>> begin
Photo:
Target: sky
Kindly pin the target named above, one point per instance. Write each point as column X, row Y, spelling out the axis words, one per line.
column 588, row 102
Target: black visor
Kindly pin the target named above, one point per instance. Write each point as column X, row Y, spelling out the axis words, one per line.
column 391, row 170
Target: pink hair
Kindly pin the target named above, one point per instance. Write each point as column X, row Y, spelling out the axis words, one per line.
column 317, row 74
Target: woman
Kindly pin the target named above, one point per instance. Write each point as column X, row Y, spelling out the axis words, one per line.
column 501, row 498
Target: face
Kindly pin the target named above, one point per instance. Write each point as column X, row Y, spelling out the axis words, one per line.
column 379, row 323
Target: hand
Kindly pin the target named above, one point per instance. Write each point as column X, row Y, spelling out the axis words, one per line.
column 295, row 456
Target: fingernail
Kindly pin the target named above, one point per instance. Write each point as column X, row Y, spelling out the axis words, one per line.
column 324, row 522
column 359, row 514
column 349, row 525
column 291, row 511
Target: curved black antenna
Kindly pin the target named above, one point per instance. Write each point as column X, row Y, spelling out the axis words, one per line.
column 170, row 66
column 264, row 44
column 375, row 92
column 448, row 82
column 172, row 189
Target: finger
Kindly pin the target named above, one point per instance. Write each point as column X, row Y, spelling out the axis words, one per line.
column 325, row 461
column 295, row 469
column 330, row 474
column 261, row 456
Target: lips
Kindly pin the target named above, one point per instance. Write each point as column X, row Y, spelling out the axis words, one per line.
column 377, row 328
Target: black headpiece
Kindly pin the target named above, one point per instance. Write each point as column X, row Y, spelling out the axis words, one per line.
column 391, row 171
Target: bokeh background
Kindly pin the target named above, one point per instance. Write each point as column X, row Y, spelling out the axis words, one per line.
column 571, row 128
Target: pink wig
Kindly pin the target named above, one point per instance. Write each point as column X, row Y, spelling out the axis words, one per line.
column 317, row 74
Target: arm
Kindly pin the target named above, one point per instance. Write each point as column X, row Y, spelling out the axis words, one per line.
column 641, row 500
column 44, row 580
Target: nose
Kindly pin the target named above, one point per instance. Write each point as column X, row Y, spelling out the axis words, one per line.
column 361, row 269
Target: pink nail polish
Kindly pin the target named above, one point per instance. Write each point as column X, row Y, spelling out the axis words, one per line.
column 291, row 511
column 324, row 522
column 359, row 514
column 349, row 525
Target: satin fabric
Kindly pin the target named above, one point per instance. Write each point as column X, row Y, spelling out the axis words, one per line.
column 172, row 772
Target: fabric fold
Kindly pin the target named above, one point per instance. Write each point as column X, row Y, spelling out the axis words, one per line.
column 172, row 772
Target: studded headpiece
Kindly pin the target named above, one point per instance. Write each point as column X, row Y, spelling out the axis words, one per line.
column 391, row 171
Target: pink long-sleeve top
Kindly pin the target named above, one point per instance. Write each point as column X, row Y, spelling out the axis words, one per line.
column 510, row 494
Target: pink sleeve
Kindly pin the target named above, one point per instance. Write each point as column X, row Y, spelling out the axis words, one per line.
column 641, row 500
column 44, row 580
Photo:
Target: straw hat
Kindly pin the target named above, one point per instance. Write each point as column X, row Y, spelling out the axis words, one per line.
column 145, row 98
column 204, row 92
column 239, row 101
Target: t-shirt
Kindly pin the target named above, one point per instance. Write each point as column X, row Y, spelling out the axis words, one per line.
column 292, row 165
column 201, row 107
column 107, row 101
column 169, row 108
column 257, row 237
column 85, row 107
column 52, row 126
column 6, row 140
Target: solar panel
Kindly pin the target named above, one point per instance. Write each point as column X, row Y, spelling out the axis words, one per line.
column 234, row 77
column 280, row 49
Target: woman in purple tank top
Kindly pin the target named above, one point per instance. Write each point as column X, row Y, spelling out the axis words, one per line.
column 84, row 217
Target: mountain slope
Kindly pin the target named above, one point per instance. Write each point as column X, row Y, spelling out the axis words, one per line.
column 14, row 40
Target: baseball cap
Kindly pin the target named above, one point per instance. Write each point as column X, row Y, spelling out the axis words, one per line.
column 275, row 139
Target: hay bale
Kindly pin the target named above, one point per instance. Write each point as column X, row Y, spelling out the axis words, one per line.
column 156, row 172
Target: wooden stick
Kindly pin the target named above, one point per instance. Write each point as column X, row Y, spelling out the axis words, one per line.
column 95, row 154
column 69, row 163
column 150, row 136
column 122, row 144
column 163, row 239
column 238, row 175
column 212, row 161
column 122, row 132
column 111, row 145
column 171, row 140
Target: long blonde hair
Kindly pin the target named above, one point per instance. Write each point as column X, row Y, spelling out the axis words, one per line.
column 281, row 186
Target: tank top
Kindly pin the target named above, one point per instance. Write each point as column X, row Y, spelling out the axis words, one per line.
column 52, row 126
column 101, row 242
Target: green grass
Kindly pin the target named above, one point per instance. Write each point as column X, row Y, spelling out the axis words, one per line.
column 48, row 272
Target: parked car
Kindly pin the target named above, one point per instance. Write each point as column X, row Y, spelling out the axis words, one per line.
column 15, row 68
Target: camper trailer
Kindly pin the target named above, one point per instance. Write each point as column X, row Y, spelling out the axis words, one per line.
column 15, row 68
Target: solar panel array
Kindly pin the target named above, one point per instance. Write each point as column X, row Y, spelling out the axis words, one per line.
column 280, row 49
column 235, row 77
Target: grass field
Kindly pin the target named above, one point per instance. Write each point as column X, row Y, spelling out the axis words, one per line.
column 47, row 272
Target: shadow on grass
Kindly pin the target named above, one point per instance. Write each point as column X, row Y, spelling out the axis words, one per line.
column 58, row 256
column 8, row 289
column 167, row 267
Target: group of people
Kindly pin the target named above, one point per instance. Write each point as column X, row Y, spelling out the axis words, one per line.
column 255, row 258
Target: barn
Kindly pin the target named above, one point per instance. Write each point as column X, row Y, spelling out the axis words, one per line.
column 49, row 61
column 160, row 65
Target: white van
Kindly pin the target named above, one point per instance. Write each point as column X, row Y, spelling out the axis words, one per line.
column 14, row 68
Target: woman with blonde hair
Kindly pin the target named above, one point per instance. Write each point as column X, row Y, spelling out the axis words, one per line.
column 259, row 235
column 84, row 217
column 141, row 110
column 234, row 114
>> end
Task to complete:
Please give the lines above, running from the line containing "Target: parked car" through the line containing "column 47, row 272", as a JSON list of strings with one string per line and blank lines omitted.

Written response:
[
  "Target: parked car",
  "Kindly pin the target named above, one point per instance. Write each point as column X, row Y, spelling out the axis words, one per line.",
  "column 15, row 68",
  "Target: camper trailer",
  "Kindly pin the target named above, one point per instance. Write each point as column X, row Y, spelling out the axis words, one per line.",
  "column 15, row 68",
  "Target: solar panel array",
  "Kindly pin the target named above, one point per instance. Write each point as column X, row Y, spelling out the axis words, one per line.",
  "column 280, row 49",
  "column 235, row 77",
  "Target: grass field",
  "Kindly pin the target named above, one point per instance. Write each point as column X, row Y, spelling out the axis words, one per line.",
  "column 47, row 272"
]